#### [作業の指示]
[a] 星野さん国賠の記事のうち、「星野さん国賠がスタート 国家犯罪を追及し断罪する 人権侵害の獄中医療を変革しよう」から下の「療を変革したい」と結ばれた。」までのすべてを、一字も変えずに書き出してください。
[b] 星野さん国賠の記事で「6月22日午前10時30分」で始まる段落を、主な事実を残して箇条書きに短くまとめてください。

#### [本文]
★ ★ ★ ★ ★

星野さん国賠がスタート 国家犯罪を追及し断罪する 人権侵害の獄中医療を変革しよう
星野さん国賠がスタート
国家犯罪を追及し断罪する
人権侵害の獄中医療を変革しよう
6月22日午前10時30分、東京地裁民事第14部(伊藤正晴裁判長)で、星野文昭さん(享年73)獄死の責任を問う国家賠償請求訴訟の第1回口頭弁論が開かれた。原告の妻・星野暁子さんら遺族3人が、被告・国に5500万円の損害賠償を求めた。原告代理人は星野再審弁護団を軸に107人の大弁護団による裁判だ。2月21日の提訴から4カ月、国家犯罪を暴き断罪する裁判が始まった。
法廷では冒頭、星野暁子さんが意見陳述(要旨別掲)を行った。陳述は「文昭の死の真実を暴き出し、文昭の死を私のもとにみんなのもとに取り戻したい。それを通して人権侵害が日常化している獄中医療を変革したい」と結ばれた。
藤田城治弁護士が訴状の要旨を2点に絞り鮮明に述べた。

★ ★ ★ ★ ★

コレクションから抜粋した項目

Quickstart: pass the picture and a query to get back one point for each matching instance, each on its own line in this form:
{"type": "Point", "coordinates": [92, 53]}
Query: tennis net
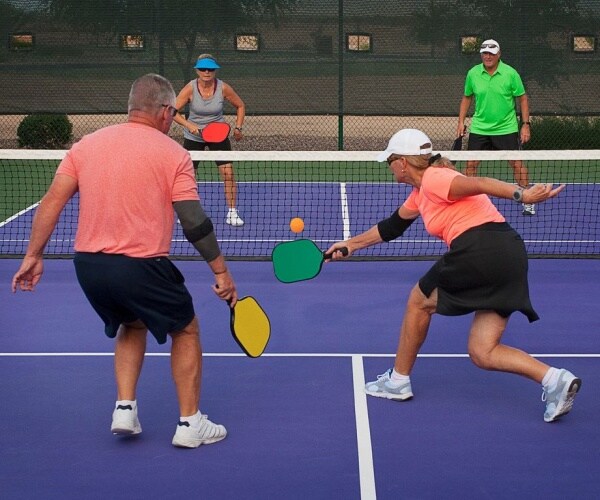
{"type": "Point", "coordinates": [337, 194]}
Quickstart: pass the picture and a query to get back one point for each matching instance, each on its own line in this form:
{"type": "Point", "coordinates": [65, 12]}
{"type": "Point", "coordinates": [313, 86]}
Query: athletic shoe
{"type": "Point", "coordinates": [383, 387]}
{"type": "Point", "coordinates": [125, 421]}
{"type": "Point", "coordinates": [233, 218]}
{"type": "Point", "coordinates": [528, 209]}
{"type": "Point", "coordinates": [559, 398]}
{"type": "Point", "coordinates": [187, 436]}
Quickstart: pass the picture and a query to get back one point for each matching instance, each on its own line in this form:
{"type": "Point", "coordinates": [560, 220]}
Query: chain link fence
{"type": "Point", "coordinates": [314, 74]}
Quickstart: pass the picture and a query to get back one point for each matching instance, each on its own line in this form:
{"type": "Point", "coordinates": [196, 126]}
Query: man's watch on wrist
{"type": "Point", "coordinates": [518, 194]}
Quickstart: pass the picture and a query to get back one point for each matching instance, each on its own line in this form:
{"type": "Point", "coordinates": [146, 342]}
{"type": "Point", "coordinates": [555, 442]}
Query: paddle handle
{"type": "Point", "coordinates": [344, 251]}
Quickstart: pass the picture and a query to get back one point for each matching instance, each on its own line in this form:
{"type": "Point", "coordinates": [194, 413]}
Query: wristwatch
{"type": "Point", "coordinates": [518, 194]}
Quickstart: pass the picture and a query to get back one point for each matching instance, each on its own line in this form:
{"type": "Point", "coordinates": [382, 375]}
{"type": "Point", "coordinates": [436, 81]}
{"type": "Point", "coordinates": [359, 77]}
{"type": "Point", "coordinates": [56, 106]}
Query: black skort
{"type": "Point", "coordinates": [485, 269]}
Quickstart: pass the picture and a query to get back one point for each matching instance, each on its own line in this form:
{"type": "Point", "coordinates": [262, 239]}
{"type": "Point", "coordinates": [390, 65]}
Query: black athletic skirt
{"type": "Point", "coordinates": [485, 269]}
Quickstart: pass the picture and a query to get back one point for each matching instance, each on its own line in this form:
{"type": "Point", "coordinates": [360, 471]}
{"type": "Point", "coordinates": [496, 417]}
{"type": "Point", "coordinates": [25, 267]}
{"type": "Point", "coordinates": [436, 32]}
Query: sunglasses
{"type": "Point", "coordinates": [172, 110]}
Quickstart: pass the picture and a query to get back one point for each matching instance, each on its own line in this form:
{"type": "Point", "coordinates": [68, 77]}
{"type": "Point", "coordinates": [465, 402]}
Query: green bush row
{"type": "Point", "coordinates": [45, 131]}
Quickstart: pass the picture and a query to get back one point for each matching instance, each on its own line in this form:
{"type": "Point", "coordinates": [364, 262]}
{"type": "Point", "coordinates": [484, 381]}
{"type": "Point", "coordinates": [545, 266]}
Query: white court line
{"type": "Point", "coordinates": [363, 432]}
{"type": "Point", "coordinates": [286, 355]}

★ ★ ★ ★ ★

#### [解答例]
[a]
星野さん国賠がスタート 国家犯罪を追及し断罪する 人権侵害の獄中医療を変革しよう
星野さん国賠がスタート
国家犯罪を追及し断罪する
人権侵害の獄中医療を変革しよう
6月22日午前10時30分、東京地裁民事第14部(伊藤正晴裁判長)で、星野文昭さん(享年73)獄死の責任を問う国家賠償請求訴訟の第1回口頭弁論が開かれた。原告の妻・星野暁子さんら遺族3人が、被告・国に5500万円の損害賠償を求めた。原告代理人は星野再審弁護団を軸に107人の大弁護団による裁判だ。2月21日の提訴から4カ月、国家犯罪を暴き断罪する裁判が始まった。
法廷では冒頭、星野暁子さんが意見陳述(要旨別掲)を行った。陳述は「文昭の死の真実を暴き出し、文昭の死を私のもとにみんなのもとに取り戻したい。それを通して人権侵害が日常化している獄中医療を変革したい」と結ばれた。

[b]
・6月22日午前10時30分、東京地裁民事第14部(伊藤正晴裁判長)で第1回口頭弁論が開かれた。
・星野文昭さん(享年73)の獄死の責任を問う国家賠償請求訴訟である。
・原告の妻・星野暁子さんら遺族3人が、国に5500万円の損害賠償を求めた。
・原告代理人は、星野再審弁護団を軸とする107人の大弁護団である。
・2月21日の提訴から4カ月で、国家犯罪を暴き断罪する裁判が始まった。